- **GIVEN PROBLEM A**
In the Kawasaki ZX-10R review, how much power does Kawasaki claim the engine produces?
- **GIVEN PROBLEM B**
Write the next portion of the Kawasaki ZX-10R review, picking up after its final sentence.

- **SOURCE DOCUMENT**
################

Kawasaki’s litre bike may lack the desirability and looks of its rivals, but look beyond its bland styling and you’ll see a very capable weapon guaranteed to entertain.

This was the first Japanese bike to be fitted with a proper racing-type traction control system, and this one also has the optional high-performance ABS. But that’s not all – this 2012 bike is rammed full of rider aids including wheelie control and three power modes, although in reality the lowest mode is all but redundant.

Swing a leg over the bike and it feels tiny, mainly because it is, and although it’s very compact the ergonomics are surprisingly good – the low seat is comfortable, the controls fall easily to hand, and the adjustable pegs feel right in their standard position for my gangly legs. Even the low slung mirrors work, offering a decent view behind.

Twist the key, prod the starter button and the Kawasaki’s distinctive clocks spring into life. This is very much a digital affair, and the LED bars indicating the revs rise across the screen in chunky graphics, colour changing from orange to red as the revs rise.

And you’ll watch those bars race across the screen very very rapidly, thanks to the ZX-10R’s blistering performance. Kawasaki claim the engine produces 197bhp, some 7bhp more than the BMW S1000RR, and it feels like it. This is one very quick bike.

The bike sounds angry, and the power is usable and available from low down in the range. The real power first makes an appearance at 8,000rpm, then comes on stronger after 10,000rpm before peaking at 13,000rpm (although it could spin on to 14,500rpm).

On the move the gearbox feels slick, and in the 1800 miles we covered in our week together I never got a false neutral. In fact the engine feels bulletproof, and while it lacks the dizzying top end rush of the BMW, it’s still more than plenty quick enough without feeling intimidating.

################

- **INFORMATION SUPPLIED**
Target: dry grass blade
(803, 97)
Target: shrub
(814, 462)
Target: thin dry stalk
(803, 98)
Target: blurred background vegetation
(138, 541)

################

- **EXPECTED OUTPUT A**
197bhp

- **EXPECTED OUTPUT B**
Out on the road and the fully adjustable Öhlins steering damper, the

‘horizontally’ mounted single shock and Showa BPF forks do a good job of soaking up the worst of the bumps, although the front feels a little lively when really pressing on, and I mean really pressing on. On a smooth track surface it should be fine, and 95 per cent of the time on the road everything behave impeccably. But on the A169 across the North Yorkshie Moors it felt skittish at higher speeds, the front shaking its head, almost as a reminder not to get complacent as much as anything.

What is also clear on these glorious roads is that the Kawasaki’s traction control system is stunning. It relies on front and rear wheel speeds matched to rpm, throttle position, gear selected and other sensors to predict tyre slippage and alter ignition/fuel settings to balance acceleration against loss of traction.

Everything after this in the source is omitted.